** Source document follows **

RICHMOND, Va. -- University of Richmond football head coach Russ Huesman has been around the game most of his life. A big part of his job is finding players who will fit into his football program.
"Some [jump out] pretty quickly," Huesman said. "Some a bit later. Some you have to see live. But there are some that you see on the film that jump out pretty quickly and you say no-brainer."
Nile Harris is a redshirt freshman defensive back on the Spiders team. He was all-conference in both football and track in high school in Greensboro, North Carolina. Richmond was one of five schools that offered him a scholarship.
"We knew he was a solid kid and he's gotten better and better as he's gone on here and we think he's going to be a real good player for us," Huesman said.
"I wasn't the biggest kid," Harris added. "I didn't have a bunch of D-1 offers coming out of high school just because of my size. But I made up for my size with my work ethic."
And at a place like Richmond, that work ethic gets a work out.
Harris played five different sports growing up. But he also played eight different instruments. The cello became one of his favorites.
And in addition to his football duties, he also plays with the university orchestra.

** End of Source document **

Study questions:
**1.** From the article about Nile Harris, copy the passage that begins with "RICHMOND, Va. -- University" and ends after "him a scholarship.".
**2.** In the article about Nile Harris, which instrument became one of his favorites?

** Study material follows **

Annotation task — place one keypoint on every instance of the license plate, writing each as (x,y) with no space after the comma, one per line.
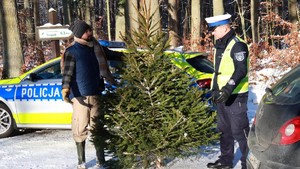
(253,161)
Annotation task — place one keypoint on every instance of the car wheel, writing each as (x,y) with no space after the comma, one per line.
(7,123)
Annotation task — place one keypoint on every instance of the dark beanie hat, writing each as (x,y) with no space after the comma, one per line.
(79,27)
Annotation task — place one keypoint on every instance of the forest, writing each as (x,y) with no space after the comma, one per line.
(269,26)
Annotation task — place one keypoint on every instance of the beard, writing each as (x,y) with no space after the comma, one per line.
(90,38)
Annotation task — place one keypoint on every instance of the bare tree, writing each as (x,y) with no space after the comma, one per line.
(293,11)
(120,23)
(254,20)
(131,15)
(195,23)
(12,57)
(173,22)
(218,7)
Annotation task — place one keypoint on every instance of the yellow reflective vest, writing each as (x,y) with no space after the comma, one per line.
(226,69)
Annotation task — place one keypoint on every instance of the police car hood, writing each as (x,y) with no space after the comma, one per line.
(10,81)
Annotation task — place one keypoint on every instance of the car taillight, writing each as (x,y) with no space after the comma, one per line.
(204,83)
(290,131)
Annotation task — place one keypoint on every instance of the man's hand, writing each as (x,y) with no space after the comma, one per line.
(65,95)
(220,96)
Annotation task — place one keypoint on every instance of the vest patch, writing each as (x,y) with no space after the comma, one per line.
(240,56)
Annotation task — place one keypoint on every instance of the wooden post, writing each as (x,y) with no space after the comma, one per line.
(52,15)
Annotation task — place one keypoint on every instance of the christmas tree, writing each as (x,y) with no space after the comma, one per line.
(155,113)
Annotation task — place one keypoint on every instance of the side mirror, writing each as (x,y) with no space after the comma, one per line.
(32,77)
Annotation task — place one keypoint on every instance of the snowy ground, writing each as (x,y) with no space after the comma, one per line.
(49,149)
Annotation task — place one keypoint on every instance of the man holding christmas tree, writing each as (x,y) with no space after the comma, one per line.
(82,64)
(230,90)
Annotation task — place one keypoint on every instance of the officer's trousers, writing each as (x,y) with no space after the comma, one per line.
(85,109)
(233,123)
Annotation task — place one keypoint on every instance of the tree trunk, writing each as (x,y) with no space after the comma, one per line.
(29,27)
(173,22)
(154,9)
(195,23)
(120,24)
(218,7)
(293,12)
(240,6)
(131,15)
(87,12)
(12,57)
(108,20)
(254,21)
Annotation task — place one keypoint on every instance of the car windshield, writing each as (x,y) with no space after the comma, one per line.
(201,64)
(287,89)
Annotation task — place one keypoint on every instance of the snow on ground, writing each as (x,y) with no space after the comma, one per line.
(49,149)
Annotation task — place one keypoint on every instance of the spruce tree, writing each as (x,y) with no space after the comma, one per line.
(155,113)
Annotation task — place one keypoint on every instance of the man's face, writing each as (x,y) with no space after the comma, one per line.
(88,35)
(219,32)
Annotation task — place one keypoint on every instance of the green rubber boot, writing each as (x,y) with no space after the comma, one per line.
(81,154)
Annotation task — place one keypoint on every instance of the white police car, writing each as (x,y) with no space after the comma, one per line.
(33,100)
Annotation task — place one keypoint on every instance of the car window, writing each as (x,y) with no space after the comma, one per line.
(201,64)
(287,89)
(52,71)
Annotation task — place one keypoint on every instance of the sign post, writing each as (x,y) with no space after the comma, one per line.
(53,32)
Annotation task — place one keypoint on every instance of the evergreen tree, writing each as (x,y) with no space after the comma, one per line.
(155,113)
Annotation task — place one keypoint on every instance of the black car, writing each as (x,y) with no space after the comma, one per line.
(274,138)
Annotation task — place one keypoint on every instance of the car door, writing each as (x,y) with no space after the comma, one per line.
(39,103)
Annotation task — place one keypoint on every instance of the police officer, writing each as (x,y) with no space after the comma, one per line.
(230,90)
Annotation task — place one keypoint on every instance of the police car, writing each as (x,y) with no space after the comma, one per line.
(34,100)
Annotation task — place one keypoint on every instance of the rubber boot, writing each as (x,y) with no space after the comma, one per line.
(81,154)
(100,155)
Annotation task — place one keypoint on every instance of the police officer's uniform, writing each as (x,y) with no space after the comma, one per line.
(231,77)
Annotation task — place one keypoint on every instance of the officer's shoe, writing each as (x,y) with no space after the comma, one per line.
(218,165)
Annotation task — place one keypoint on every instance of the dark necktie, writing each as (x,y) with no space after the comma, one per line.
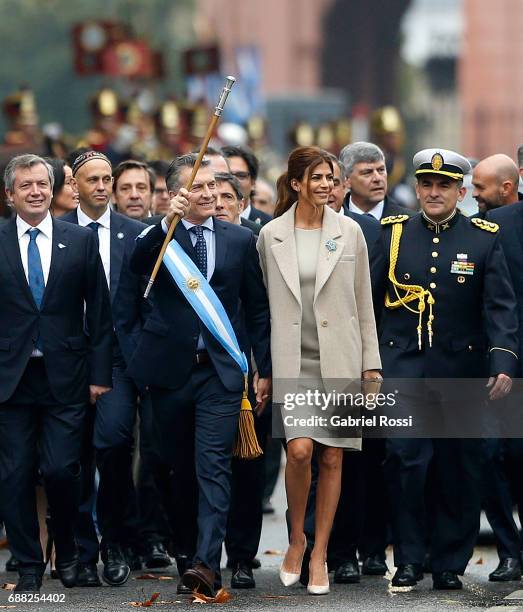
(94,225)
(34,268)
(201,249)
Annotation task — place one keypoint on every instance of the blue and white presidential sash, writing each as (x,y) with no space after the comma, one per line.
(204,300)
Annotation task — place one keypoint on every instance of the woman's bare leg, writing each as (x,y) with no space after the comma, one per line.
(327,496)
(297,485)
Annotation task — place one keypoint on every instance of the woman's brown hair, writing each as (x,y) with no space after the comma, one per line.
(300,161)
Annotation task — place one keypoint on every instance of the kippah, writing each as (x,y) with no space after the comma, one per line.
(88,156)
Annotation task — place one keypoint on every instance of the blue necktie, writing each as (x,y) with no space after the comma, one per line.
(201,249)
(34,267)
(94,225)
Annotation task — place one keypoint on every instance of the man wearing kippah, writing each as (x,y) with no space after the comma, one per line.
(446,310)
(115,414)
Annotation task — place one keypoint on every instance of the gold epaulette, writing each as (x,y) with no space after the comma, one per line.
(394,219)
(488,226)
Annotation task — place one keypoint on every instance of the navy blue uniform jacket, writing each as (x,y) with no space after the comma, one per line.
(475,324)
(168,341)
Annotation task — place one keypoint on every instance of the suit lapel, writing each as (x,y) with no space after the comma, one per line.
(117,248)
(58,257)
(328,257)
(284,252)
(220,244)
(11,248)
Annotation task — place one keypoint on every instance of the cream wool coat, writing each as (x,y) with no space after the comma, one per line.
(342,298)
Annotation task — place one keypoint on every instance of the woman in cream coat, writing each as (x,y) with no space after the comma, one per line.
(316,271)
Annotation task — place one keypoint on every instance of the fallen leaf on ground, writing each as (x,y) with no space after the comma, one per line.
(147,603)
(222,596)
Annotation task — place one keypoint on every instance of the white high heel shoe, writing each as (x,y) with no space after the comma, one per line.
(289,578)
(313,589)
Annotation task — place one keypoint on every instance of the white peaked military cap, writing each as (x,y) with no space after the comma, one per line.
(441,161)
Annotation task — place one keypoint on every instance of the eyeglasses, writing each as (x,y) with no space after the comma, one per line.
(241,175)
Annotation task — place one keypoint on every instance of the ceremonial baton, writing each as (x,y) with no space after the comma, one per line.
(229,82)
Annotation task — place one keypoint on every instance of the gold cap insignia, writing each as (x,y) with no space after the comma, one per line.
(437,162)
(193,283)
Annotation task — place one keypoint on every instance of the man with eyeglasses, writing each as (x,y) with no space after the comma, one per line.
(244,166)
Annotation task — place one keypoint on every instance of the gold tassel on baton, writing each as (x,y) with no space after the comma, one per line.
(246,445)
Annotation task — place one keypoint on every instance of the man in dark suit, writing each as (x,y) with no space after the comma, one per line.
(505,486)
(366,181)
(195,385)
(360,524)
(115,412)
(495,181)
(244,166)
(50,368)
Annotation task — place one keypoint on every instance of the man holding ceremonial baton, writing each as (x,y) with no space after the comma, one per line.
(189,356)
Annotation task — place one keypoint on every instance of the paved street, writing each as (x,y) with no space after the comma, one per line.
(371,595)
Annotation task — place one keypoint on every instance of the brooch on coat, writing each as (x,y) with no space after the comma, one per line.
(331,246)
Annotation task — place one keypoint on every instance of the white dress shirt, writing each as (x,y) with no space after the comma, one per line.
(210,243)
(376,212)
(44,242)
(104,237)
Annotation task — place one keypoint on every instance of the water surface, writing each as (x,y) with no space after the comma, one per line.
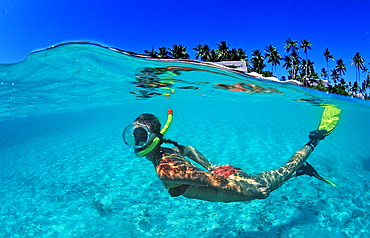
(65,171)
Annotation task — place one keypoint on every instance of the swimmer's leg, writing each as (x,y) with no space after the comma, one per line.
(277,177)
(212,194)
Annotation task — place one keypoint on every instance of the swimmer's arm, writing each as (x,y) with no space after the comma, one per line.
(197,157)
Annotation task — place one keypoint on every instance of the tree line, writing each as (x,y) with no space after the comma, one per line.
(298,67)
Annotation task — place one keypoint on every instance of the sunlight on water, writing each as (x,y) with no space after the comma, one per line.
(65,171)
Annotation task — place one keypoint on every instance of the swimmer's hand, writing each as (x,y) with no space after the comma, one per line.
(262,191)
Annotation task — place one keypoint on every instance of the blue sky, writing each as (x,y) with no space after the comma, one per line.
(343,26)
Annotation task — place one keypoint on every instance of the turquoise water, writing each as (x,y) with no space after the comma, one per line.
(66,173)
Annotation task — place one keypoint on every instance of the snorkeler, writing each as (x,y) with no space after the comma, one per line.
(223,183)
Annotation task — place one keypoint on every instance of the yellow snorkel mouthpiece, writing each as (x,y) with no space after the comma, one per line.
(156,140)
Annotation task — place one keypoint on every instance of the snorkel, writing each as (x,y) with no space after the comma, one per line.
(157,139)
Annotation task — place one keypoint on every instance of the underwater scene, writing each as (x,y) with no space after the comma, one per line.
(66,172)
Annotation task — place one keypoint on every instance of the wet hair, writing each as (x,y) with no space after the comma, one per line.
(154,126)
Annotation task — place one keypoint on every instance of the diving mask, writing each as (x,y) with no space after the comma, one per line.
(139,137)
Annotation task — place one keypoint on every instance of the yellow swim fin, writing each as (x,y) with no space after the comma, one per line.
(330,118)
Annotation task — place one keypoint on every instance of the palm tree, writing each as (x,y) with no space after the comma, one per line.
(335,76)
(257,61)
(291,45)
(296,60)
(223,50)
(341,67)
(163,53)
(179,52)
(327,54)
(358,62)
(305,45)
(273,57)
(324,73)
(307,67)
(203,51)
(153,53)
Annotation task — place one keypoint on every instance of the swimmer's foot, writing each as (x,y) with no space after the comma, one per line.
(307,169)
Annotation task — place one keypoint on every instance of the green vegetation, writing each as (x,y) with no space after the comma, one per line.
(299,69)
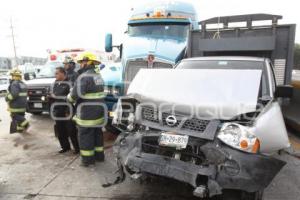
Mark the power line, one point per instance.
(13, 39)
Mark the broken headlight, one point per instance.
(239, 137)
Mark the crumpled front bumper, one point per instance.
(226, 168)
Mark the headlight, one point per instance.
(112, 90)
(239, 137)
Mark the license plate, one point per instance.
(173, 140)
(38, 105)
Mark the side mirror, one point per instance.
(102, 66)
(108, 42)
(284, 91)
(27, 76)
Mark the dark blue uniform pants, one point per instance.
(91, 144)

** End of Study material **

Answers to this exercise:
**1.**
RICHMOND, Va. -- University of Richmond football head coach Russ Huesman has been around the game most of his life. A big part of his job is finding players who will fit into his football program.
"Some [jump out] pretty quickly," Huesman said. "Some a bit later. Some you have to see live. But there are some that you see on the film that jump out pretty quickly and you say no-brainer."
Nile Harris is a redshirt freshman defensive back on the Spiders team. He was all-conference in both football and track in high school in Greensboro, North Carolina. Richmond was one of five schools that offered him a scholarship.

**2.** The cello.